**To be done:** Produce a verbatim copy of the entries listed below.

**Available records:**
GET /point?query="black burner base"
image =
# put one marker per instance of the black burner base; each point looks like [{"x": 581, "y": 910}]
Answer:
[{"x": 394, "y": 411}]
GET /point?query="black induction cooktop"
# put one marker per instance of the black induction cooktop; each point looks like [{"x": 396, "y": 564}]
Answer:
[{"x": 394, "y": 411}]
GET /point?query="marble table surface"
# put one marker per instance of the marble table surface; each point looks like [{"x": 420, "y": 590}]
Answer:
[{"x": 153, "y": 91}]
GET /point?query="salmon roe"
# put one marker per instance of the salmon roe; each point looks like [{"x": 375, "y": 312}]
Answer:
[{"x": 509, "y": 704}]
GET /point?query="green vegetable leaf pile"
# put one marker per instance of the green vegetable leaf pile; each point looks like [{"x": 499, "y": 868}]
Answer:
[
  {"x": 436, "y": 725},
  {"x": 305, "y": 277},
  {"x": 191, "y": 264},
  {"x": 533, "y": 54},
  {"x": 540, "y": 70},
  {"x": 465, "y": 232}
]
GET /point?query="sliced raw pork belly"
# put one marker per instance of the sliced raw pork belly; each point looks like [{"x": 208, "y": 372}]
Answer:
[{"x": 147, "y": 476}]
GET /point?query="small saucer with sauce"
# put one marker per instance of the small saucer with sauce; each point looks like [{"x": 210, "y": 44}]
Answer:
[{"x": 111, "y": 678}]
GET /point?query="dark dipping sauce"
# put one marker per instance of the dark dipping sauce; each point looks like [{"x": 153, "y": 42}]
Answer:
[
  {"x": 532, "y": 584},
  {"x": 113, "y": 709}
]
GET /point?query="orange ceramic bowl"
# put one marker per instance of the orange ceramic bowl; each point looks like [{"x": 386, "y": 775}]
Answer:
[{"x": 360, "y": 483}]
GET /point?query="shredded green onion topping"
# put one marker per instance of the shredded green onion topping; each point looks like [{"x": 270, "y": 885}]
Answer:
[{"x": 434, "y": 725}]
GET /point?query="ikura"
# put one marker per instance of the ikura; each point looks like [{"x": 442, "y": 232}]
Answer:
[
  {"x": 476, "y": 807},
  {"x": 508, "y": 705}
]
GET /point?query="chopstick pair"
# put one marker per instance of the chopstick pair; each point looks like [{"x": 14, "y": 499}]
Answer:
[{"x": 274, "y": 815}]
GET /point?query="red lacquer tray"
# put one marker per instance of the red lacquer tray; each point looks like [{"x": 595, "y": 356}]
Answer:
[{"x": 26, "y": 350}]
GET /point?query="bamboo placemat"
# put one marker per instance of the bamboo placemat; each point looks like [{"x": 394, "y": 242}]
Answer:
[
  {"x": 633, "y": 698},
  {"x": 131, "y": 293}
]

**Reply to the exercise:**
GET /point?query="black burner base"
image =
# put one marker per instance of the black burner base; each point looks like [{"x": 581, "y": 910}]
Answer:
[{"x": 394, "y": 411}]
GET /point?query="black induction cooktop"
# put one marker per instance of the black induction cooktop; each point looks like [{"x": 396, "y": 564}]
Answer:
[{"x": 394, "y": 411}]
GET /point?query="marble table surface"
# put one marker per instance of the marble table surface; each point looks like [{"x": 420, "y": 590}]
Answer:
[{"x": 153, "y": 91}]
GET /point?query="salmon roe"
# put one marker per instance of the salmon roe; each point looks like [{"x": 375, "y": 312}]
Answer:
[{"x": 509, "y": 704}]
GET /point?query="green vegetable leaf pile"
# put one marker per instance of the green vegetable leaf pile; each point looks like [{"x": 499, "y": 868}]
Answer:
[
  {"x": 436, "y": 725},
  {"x": 305, "y": 277},
  {"x": 191, "y": 264},
  {"x": 533, "y": 54},
  {"x": 540, "y": 70},
  {"x": 465, "y": 232}
]
GET /point?query="sliced raw pork belly"
# put one marker per instance of the sliced raw pork belly; each point looks like [{"x": 208, "y": 372}]
Answer:
[{"x": 147, "y": 476}]
GET /point?query="small saucer with sauce"
# put one marker per instance of the small saucer with sauce; each point looks like [{"x": 210, "y": 44}]
Answer:
[{"x": 111, "y": 678}]
GET /point?query="dark dipping sauce"
# put one marker per instance of the dark dipping sauce; each point looks like [{"x": 153, "y": 42}]
Answer:
[
  {"x": 532, "y": 584},
  {"x": 113, "y": 709}
]
GET /point?query="orange ceramic bowl"
# put one marker per instance of the orange ceramic bowl; each point looks like [{"x": 386, "y": 775}]
Answer:
[{"x": 360, "y": 483}]
GET /point?query="shredded green onion topping"
# put one marker per instance of the shredded green onion topping; each point looks like [{"x": 270, "y": 885}]
Answer:
[{"x": 434, "y": 725}]
GET /point?query="ikura"
# put one marker per instance of the ikura; each point looks like [{"x": 442, "y": 232}]
Answer:
[
  {"x": 476, "y": 807},
  {"x": 508, "y": 705}
]
GET /point?query="chopstick pair"
# put one marker per instance of the chopstick pair; each point looks like [{"x": 14, "y": 499}]
Answer:
[{"x": 274, "y": 815}]
GET /point?query="red lacquer tray"
# put one marker per instance of the red lacquer tray; each point looks like [{"x": 595, "y": 356}]
Answer:
[{"x": 26, "y": 350}]
GET /point?query="bamboo placemat"
# put one marker per instance of the bamboo placemat; each point looks like [{"x": 394, "y": 242}]
Answer:
[
  {"x": 633, "y": 698},
  {"x": 131, "y": 293}
]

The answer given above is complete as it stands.